What you need to do —
In every item below, change "innermost point" to "most central point" and write all the lines out again with nothing else altered. Leave the pictures out of your answer.

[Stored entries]
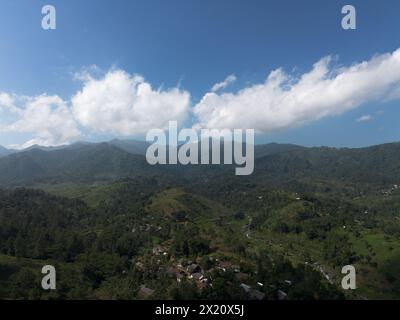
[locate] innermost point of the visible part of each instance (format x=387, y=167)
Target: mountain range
x=274, y=163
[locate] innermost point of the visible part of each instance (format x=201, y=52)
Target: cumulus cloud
x=47, y=118
x=125, y=104
x=364, y=118
x=284, y=101
x=221, y=85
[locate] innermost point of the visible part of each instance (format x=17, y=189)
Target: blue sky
x=188, y=46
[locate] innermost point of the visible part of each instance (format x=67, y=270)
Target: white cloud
x=47, y=118
x=221, y=85
x=283, y=102
x=364, y=118
x=125, y=104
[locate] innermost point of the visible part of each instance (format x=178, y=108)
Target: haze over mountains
x=277, y=163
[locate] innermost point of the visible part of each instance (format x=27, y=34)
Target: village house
x=145, y=292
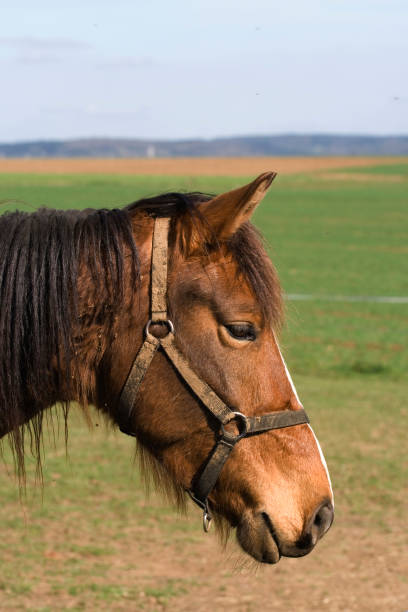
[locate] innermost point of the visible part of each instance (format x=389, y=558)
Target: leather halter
x=204, y=482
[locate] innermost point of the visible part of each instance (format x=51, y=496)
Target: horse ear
x=227, y=212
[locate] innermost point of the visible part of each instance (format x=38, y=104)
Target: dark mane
x=43, y=256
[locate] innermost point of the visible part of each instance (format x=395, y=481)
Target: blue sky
x=160, y=69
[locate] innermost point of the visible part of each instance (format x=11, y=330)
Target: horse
x=164, y=315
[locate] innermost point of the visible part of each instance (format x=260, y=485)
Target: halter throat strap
x=241, y=425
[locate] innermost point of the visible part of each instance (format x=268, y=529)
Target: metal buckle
x=207, y=518
x=166, y=322
x=243, y=422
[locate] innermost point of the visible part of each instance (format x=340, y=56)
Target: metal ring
x=207, y=518
x=167, y=322
x=243, y=420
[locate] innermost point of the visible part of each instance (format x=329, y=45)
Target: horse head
x=224, y=303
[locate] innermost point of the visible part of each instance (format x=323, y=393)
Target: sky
x=202, y=68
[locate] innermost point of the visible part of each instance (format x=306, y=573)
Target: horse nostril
x=322, y=521
x=316, y=527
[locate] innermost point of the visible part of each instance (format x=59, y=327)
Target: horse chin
x=256, y=537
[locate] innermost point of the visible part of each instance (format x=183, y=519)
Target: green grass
x=79, y=537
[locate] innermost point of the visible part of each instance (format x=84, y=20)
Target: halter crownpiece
x=202, y=484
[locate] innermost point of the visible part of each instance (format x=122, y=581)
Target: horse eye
x=241, y=331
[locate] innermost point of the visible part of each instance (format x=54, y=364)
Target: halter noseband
x=204, y=483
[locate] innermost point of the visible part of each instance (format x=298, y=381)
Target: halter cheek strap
x=204, y=482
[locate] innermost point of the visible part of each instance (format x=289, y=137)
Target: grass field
x=93, y=541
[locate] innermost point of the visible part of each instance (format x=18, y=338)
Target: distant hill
x=240, y=146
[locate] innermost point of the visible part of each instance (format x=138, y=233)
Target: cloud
x=32, y=43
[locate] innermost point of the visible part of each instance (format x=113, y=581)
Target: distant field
x=96, y=543
x=190, y=166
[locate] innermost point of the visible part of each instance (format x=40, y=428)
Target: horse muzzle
x=258, y=536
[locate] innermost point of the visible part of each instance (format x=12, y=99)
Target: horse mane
x=46, y=258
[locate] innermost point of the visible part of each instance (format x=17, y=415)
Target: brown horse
x=77, y=289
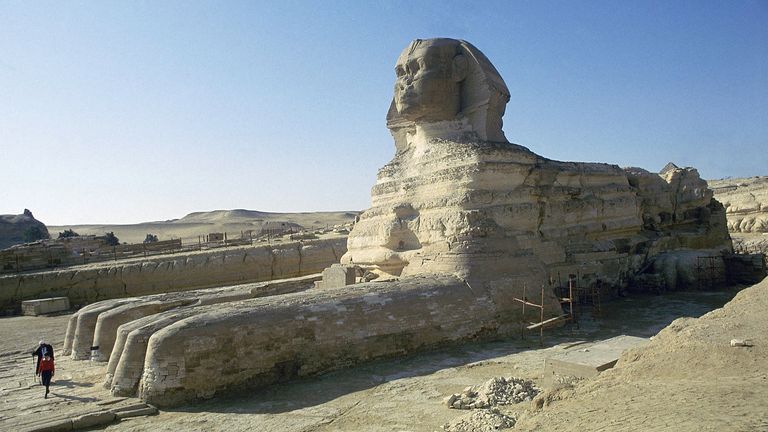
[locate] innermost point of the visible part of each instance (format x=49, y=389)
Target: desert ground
x=195, y=224
x=688, y=379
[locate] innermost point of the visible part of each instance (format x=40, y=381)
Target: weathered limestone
x=262, y=341
x=173, y=272
x=461, y=222
x=338, y=275
x=91, y=331
x=14, y=227
x=589, y=361
x=44, y=306
x=82, y=340
x=745, y=201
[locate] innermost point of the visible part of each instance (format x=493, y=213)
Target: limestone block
x=44, y=306
x=745, y=201
x=82, y=340
x=87, y=284
x=338, y=275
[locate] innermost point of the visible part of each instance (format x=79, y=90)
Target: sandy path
x=394, y=395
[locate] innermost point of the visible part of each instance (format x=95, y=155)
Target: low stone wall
x=262, y=341
x=87, y=284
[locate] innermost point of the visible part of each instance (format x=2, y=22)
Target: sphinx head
x=444, y=80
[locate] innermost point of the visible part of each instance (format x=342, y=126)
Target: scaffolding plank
x=547, y=322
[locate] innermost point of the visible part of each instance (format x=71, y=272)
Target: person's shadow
x=75, y=398
x=69, y=383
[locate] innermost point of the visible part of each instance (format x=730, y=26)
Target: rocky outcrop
x=745, y=201
x=497, y=210
x=462, y=223
x=17, y=229
x=219, y=267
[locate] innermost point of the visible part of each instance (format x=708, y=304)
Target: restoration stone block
x=590, y=360
x=44, y=306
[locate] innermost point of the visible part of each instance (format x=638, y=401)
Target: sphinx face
x=425, y=89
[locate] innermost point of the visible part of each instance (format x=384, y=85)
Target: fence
x=47, y=254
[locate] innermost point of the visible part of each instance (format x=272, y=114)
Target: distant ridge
x=234, y=222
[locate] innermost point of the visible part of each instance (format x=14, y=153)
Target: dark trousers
x=47, y=378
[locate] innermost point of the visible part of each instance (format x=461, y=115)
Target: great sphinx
x=461, y=222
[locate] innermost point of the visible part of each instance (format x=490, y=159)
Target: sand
x=689, y=378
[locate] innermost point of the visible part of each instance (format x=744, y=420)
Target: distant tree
x=68, y=233
x=110, y=239
x=34, y=233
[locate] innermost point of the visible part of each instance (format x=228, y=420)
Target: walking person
x=41, y=350
x=46, y=370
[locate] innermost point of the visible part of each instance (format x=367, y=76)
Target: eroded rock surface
x=746, y=203
x=461, y=223
x=219, y=267
x=16, y=229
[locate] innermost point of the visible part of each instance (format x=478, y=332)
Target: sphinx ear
x=459, y=68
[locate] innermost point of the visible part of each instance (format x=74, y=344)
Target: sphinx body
x=461, y=222
x=458, y=198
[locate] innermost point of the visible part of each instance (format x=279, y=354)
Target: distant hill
x=233, y=222
x=16, y=229
x=746, y=208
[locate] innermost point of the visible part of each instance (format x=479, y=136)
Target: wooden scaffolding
x=543, y=323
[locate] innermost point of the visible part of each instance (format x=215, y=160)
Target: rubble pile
x=489, y=420
x=495, y=391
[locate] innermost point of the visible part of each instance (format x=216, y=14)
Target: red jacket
x=46, y=365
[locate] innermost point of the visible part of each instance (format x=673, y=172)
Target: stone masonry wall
x=87, y=284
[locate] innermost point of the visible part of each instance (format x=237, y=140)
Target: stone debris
x=496, y=391
x=487, y=420
x=741, y=342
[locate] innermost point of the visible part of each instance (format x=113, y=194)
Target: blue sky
x=133, y=111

The reply —
[locate] most central point of the visible part of each instance (format x=387, y=167)
Target: mountain range
x=274, y=163
[locate] most central point of the visible part of each instance (format x=201, y=52)
Target: cumulus cloud
x=47, y=118
x=125, y=104
x=364, y=118
x=284, y=101
x=221, y=85
[locate] most central point of the visible part of each instance (format x=17, y=189)
Target: blue sky
x=188, y=46
[locate] most central point of the visible part of each instance (format x=67, y=270)
Target: white cloud
x=47, y=118
x=221, y=85
x=283, y=102
x=364, y=118
x=125, y=104
[locate] most central point of the visible part of each instance (format x=178, y=108)
Target: haze over mountains
x=277, y=163
[locate] most central point of the visible part of each instance (format x=27, y=34)
Target: village house
x=145, y=292
[locate] most central point of the visible part of each instance (format x=389, y=558)
Target: leather halter
x=204, y=482
[locate] most central point of the visible part of each instance (format x=51, y=496)
Target: horse ear
x=227, y=212
[locate] most central point of the visible part of each instance (format x=38, y=104)
Target: dark mane
x=43, y=256
[locate] most central point of the visible part of each instance (format x=395, y=481)
Target: blue sky
x=160, y=69
[locate] most central point of the visible part of each instance (format x=11, y=330)
Target: horse
x=164, y=315
[locate] most central point of the visible part of each instance (format x=260, y=485)
Target: halter throat strap
x=241, y=425
[locate] most central point of the visible part of each instance (format x=268, y=529)
Target: metal buckle
x=207, y=518
x=166, y=322
x=243, y=422
[locate] most central point of the visible part of each instance (format x=340, y=56)
Target: metal ring
x=207, y=518
x=167, y=322
x=243, y=420
[locate] most central point of the visible part of each instance (format x=329, y=45)
Target: horse head
x=224, y=303
[locate] most central point of the visible part of each instance (format x=323, y=393)
Target: sky
x=202, y=68
[locate] most central point of the visible part of each instance (format x=306, y=573)
Target: horse nostril
x=322, y=521
x=316, y=527
[locate] most central point of the visible part of each instance (format x=59, y=327)
Target: horse chin
x=256, y=537
[locate] most central point of the visible part of each instance (format x=183, y=519)
Target: green grass
x=79, y=537
[locate] most central point of the visible part of each instance (format x=84, y=20)
Target: halter crownpiece
x=202, y=484
[locate] most central point of the visible part of each instance (format x=122, y=581)
Target: horse eye
x=241, y=331
[locate] most central point of the visible part of each instance (format x=54, y=364)
Target: halter noseband
x=204, y=483
[locate] most central point of the visible part of each instance (format x=298, y=381)
Target: halter cheek strap
x=204, y=482
[locate] most central point of the visible part of each instance (format x=289, y=137)
Target: grass field
x=93, y=541
[locate] most central point of the visible part of each instance (format x=18, y=338)
Target: distant hill
x=240, y=146
[locate] most central point of the visible part of each instance (format x=138, y=233)
Target: cloud
x=32, y=43
[locate] most central point of the visible part of each instance (format x=113, y=581)
Target: distant field
x=96, y=543
x=190, y=166
[locate] most central point of the visible part of each instance (format x=40, y=428)
Target: horse muzzle
x=258, y=536
[locate] most central point of the visible part of each instance (format x=12, y=99)
Target: horse mane
x=46, y=258
[locate] most central point of the visible part of each instance (format x=17, y=415)
Target: brown horse
x=77, y=289
[locate] most central point of the visible part of each instance (format x=49, y=389)
Target: desert ground
x=195, y=224
x=688, y=379
[locate] most central point of the visible part of each instance (format x=40, y=381)
Target: weathered limestone
x=262, y=341
x=173, y=272
x=461, y=222
x=338, y=275
x=91, y=331
x=14, y=227
x=589, y=361
x=44, y=306
x=82, y=340
x=745, y=201
[locate] most central point of the visible part of each instance (format x=493, y=213)
Target: limestone block
x=44, y=306
x=745, y=201
x=82, y=340
x=87, y=284
x=338, y=275
[locate] most central point of the visible part of each instance (format x=79, y=90)
Target: sandy path
x=394, y=395
[locate] most central point of the visible part of each instance (format x=95, y=155)
Target: low stone wall
x=262, y=341
x=87, y=284
[locate] most central point of the visible part of each instance (format x=2, y=22)
Target: sphinx head
x=444, y=80
[locate] most central point of the visible part of each instance (format x=342, y=126)
Target: scaffolding plank
x=547, y=322
[locate] most central point of the visible part of each instance (format x=71, y=272)
Target: person's shadow
x=75, y=398
x=69, y=383
[locate] most central point of the visible part of each instance (format x=730, y=26)
Target: rocky outcrop
x=745, y=201
x=497, y=210
x=462, y=223
x=17, y=229
x=219, y=267
[locate] most central point of the visible part of each instance (format x=708, y=304)
Target: restoration stone block
x=590, y=360
x=44, y=306
[locate] most central point of the visible part of each instance (format x=638, y=401)
Target: sphinx face
x=425, y=89
[locate] most central point of the visible part of each instance (format x=384, y=85)
Target: fence
x=47, y=254
[locate] most central point of the visible part of each instance (format x=272, y=114)
Target: distant ridge
x=234, y=222
[locate] most central point of the visible part of each instance (format x=14, y=153)
Target: dark trousers
x=47, y=378
[locate] most central point of the visible part of each instance (format x=461, y=115)
Target: great sphinx
x=461, y=222
[locate] most central point of the visible part of each instance (format x=490, y=159)
Target: sand
x=689, y=378
[locate] most central point of the visible part of each instance (format x=744, y=420)
Target: distant tree
x=68, y=233
x=110, y=239
x=34, y=233
[locate] most central point of the visible part of each instance (format x=228, y=420)
Target: walking person
x=41, y=350
x=46, y=370
[locate] most central point of the visible part of each instance (format x=367, y=76)
Target: eroded rock surface
x=746, y=203
x=461, y=223
x=219, y=267
x=16, y=229
[locate] most central point of the visible part of each instance (format x=478, y=332)
Target: sphinx ear
x=459, y=68
[locate] most central point of the visible part of each instance (format x=74, y=344)
Target: sphinx body
x=461, y=222
x=458, y=198
[locate] most central point of the visible part of each instance (format x=279, y=354)
Target: distant hill
x=233, y=222
x=16, y=229
x=746, y=208
[locate] most central point of the visible part of each instance (format x=479, y=136)
Target: wooden scaffolding
x=543, y=323
[locate] most central point of the visible part of each instance (format x=215, y=160)
Target: rubble pile
x=489, y=420
x=495, y=391
[locate] most central point of the visible part of each instance (format x=216, y=14)
Target: red jacket
x=46, y=365
[locate] most central point of the visible part of each instance (format x=673, y=172)
Target: stone masonry wall
x=87, y=284
[locate] most central point of the visible part of each instance (format x=237, y=140)
Target: stone debris
x=496, y=391
x=487, y=420
x=741, y=342
[locate] most central point of the visible part of each instance (format x=113, y=194)
Target: blue sky
x=133, y=111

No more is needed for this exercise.